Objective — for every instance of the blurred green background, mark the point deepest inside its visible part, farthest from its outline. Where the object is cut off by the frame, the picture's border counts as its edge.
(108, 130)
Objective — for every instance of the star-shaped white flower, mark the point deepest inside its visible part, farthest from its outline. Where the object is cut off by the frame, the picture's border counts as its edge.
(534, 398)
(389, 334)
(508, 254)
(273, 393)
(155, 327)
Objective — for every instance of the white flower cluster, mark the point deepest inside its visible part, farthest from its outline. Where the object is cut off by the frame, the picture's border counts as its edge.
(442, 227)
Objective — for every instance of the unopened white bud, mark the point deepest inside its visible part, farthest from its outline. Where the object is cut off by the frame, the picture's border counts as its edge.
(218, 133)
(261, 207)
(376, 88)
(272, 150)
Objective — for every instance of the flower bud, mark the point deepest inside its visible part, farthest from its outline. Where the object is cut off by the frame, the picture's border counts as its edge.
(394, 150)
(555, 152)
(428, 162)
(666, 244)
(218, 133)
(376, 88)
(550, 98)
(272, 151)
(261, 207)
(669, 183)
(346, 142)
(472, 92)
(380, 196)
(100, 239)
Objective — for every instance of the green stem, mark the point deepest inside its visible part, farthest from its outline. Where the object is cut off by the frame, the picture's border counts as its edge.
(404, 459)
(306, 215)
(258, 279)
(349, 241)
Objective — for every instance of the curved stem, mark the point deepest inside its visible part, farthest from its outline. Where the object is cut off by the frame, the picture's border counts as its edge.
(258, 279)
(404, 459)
--
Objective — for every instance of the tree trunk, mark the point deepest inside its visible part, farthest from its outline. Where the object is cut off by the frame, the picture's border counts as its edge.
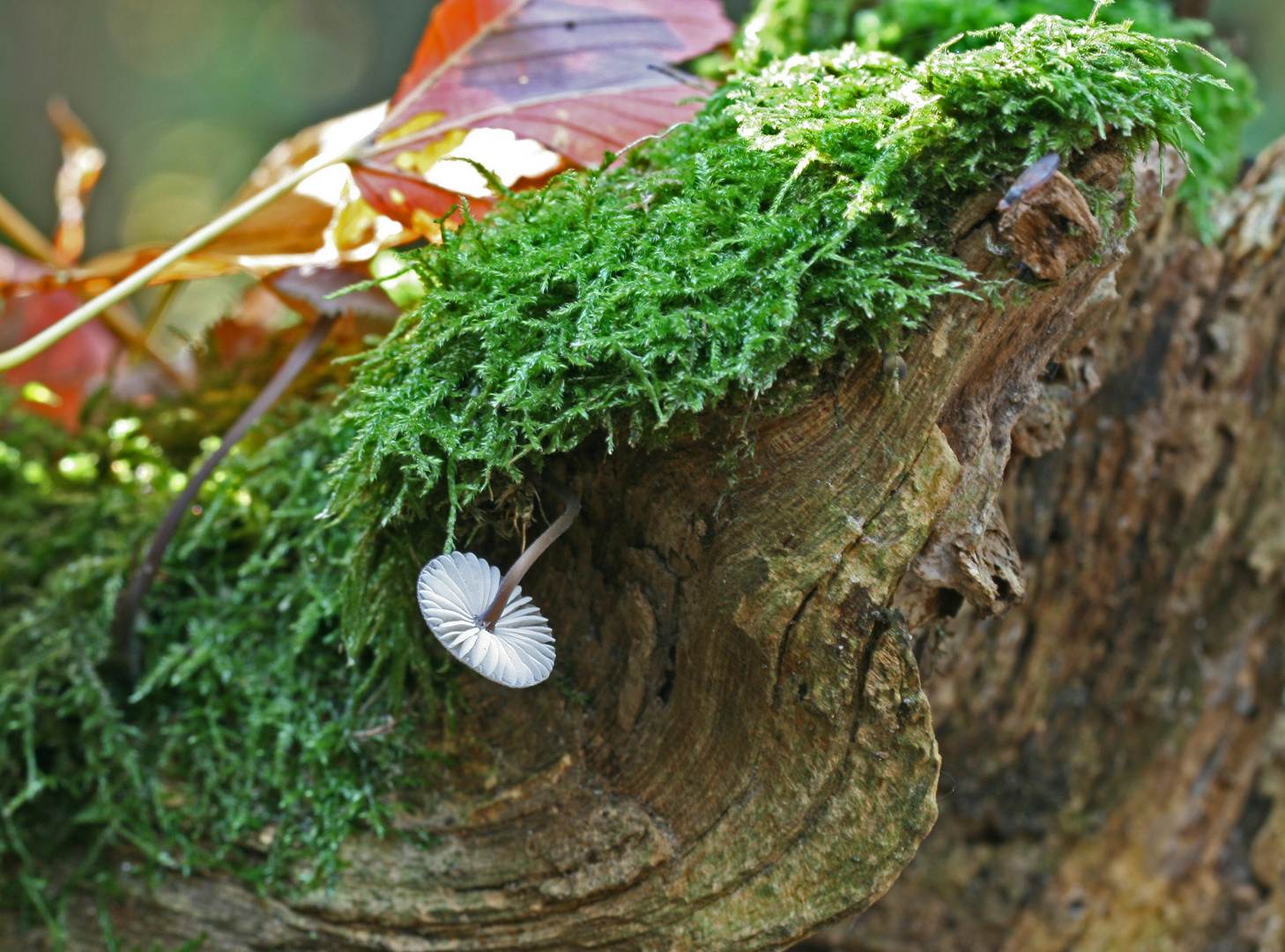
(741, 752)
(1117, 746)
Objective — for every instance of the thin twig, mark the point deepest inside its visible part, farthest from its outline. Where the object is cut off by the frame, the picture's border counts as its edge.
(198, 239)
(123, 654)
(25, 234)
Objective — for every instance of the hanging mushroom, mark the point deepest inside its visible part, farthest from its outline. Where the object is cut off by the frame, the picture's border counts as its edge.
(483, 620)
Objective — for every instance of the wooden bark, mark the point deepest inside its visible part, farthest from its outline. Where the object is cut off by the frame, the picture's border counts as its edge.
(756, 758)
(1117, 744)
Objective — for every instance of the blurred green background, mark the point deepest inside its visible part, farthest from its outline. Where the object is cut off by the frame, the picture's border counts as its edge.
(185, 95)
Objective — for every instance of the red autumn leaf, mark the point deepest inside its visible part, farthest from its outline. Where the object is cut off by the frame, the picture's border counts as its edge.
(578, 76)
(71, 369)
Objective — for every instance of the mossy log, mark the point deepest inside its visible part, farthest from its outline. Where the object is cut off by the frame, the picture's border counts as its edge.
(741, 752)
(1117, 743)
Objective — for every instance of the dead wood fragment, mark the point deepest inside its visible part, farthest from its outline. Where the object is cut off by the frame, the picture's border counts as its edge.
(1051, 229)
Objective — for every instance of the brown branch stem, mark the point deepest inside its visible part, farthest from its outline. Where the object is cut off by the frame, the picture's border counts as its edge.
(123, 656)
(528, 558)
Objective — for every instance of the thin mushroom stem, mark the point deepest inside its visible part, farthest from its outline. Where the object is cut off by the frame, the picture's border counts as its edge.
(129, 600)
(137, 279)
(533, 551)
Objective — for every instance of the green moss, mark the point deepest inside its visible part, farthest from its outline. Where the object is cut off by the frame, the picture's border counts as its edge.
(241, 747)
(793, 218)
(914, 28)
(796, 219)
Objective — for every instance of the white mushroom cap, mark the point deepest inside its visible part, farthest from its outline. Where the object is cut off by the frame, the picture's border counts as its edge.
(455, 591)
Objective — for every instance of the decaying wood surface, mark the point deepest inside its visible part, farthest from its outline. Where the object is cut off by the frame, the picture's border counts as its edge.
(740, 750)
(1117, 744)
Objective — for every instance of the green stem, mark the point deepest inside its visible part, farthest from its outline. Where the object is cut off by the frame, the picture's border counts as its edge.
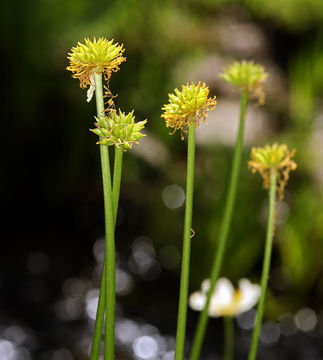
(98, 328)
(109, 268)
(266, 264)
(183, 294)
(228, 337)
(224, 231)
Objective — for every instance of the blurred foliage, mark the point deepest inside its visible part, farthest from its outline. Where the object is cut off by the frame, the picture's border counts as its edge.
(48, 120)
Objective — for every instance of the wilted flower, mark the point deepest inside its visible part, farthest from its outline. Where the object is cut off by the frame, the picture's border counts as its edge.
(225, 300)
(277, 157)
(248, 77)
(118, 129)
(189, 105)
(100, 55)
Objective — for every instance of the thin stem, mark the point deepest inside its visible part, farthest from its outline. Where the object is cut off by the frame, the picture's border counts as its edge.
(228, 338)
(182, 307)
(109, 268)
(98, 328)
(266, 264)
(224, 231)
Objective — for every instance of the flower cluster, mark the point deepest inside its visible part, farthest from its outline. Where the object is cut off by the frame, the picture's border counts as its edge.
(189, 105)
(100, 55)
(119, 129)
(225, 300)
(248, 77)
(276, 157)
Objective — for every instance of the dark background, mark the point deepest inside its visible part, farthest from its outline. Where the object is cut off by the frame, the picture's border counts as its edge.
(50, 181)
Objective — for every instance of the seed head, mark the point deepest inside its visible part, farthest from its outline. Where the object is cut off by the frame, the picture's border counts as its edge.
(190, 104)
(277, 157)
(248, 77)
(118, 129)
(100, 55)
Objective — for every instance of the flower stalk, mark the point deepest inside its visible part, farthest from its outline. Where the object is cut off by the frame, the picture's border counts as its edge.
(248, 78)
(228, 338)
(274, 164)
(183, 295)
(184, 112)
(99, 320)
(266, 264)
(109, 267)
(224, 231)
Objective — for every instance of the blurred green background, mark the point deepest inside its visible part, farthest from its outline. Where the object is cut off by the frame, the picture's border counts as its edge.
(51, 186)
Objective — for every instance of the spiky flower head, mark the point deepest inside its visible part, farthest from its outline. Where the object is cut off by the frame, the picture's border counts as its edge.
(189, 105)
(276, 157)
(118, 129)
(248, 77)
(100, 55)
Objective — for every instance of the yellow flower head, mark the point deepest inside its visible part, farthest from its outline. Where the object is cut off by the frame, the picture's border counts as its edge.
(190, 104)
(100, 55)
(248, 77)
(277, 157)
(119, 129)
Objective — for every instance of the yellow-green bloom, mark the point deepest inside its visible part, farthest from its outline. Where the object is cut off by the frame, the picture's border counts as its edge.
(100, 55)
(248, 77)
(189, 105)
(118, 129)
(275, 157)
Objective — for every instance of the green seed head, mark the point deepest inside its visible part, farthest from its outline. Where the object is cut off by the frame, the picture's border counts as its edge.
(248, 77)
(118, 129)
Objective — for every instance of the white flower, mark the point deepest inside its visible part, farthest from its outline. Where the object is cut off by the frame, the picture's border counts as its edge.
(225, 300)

- [Your goal] Pull out each row above that contains the word "cluster" and copy it in full. Case counts.

- [Full solution]
Objective — for every instance of the white flower cluster, mark the point deepest inside its visible part, farthest from its outline. Where the object is cut off by the frame, the picture's border counts as its edge.
Objective — for every instance of the flower cluster, mark the point deepest inside its visible part, farthest from its outline. Where the object is cut off by the frame, the picture's border counts as its edge.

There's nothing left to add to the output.